EMRK Art. 8, 14
BGB § 1626a
Die Verweigerung des gemeinsamen Sorgerechts für nicht verheiratete Väter wegen fehlenden Einverständnisses der Mutter verstößt gegen die Europäische Menschenrechtskonvention.
EGMR, Urteil vom 03.12.2009 – 22028/04
Entscheidungsgründe
Der 1974 geborene Beschwerdeführer ist Vater einer 1995 nicht ehelich geborenen Tochter. Er und die Kindesmutter trennten sich im August 1998 nach fünfjähriger Beziehung. Bis Januar 2001 lebte die Tochter beim Beschwerdeführer, während die Mutter in eine andere Wohnung im selben Gebäude gezogen war. Da die Eltern keine gemeinsame Sorgeerklärung abgegeben hatten, erhielt die Mutter nach § 1626a Abs. 2 BGB die alleinige elterliche Sorge.
Im Januar 2001 zog das Kind in den Haushalt der Mutter. In der Folgezeit begannen die Eltern, über den Umgang des Beschwerdeführers mit dem Kind zu streiten. Im Juni 2001 gelangten sie zu einer Einigung.

_Aufgabe_
Schreiben Sie aus dem obigen Urteilsauszug zum Sorgerecht nicht verheirateter Väter den Abschnitt von „EGMR, Urteil vom“ bis einschließlich „zu einer Einigung.“ wortgetreu ab.

_Extrahierte Daten_
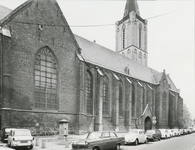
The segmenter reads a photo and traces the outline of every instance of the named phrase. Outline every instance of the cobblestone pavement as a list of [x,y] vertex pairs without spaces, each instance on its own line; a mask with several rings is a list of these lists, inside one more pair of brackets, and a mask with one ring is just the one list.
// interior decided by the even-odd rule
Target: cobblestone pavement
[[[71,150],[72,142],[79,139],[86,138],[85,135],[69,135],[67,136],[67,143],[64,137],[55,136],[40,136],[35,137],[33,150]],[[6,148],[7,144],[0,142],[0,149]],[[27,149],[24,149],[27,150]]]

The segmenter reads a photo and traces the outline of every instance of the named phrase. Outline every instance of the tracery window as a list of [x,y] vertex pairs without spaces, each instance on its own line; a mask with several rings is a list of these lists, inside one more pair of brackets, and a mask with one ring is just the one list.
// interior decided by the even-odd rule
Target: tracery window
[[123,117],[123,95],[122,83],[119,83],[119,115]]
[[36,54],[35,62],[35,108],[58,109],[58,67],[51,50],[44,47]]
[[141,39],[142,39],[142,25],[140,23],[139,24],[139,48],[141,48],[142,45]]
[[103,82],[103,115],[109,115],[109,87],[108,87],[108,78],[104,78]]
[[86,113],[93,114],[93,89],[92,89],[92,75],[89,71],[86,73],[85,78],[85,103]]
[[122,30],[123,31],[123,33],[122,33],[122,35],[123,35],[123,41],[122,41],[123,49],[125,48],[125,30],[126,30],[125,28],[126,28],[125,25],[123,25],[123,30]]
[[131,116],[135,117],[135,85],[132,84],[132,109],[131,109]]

_Lösung_
EGMR, Urteil vom 03.12.2009 – 22028/04
Entscheidungsgründe
Der 1974 geborene Beschwerdeführer ist Vater einer 1995 nicht ehelich geborenen Tochter. Er und die Kindesmutter trennten sich im August 1998 nach fünfjähriger Beziehung. Bis Januar 2001 lebte die Tochter beim Beschwerdeführer, während die Mutter in eine andere Wohnung im selben Gebäude gezogen war. Da die Eltern keine gemeinsame Sorgeerklärung abgegeben hatten, erhielt die Mutter nach § 1626a Abs. 2 BGB die alleinige elterliche Sorge.
Im Januar 2001 zog das Kind in den Haushalt der Mutter. In der Folgezeit begannen die Eltern, über den Umgang des Beschwerdeführers mit dem Kind zu streiten. Im Juni 2001 gelangten sie zu einer Einigung.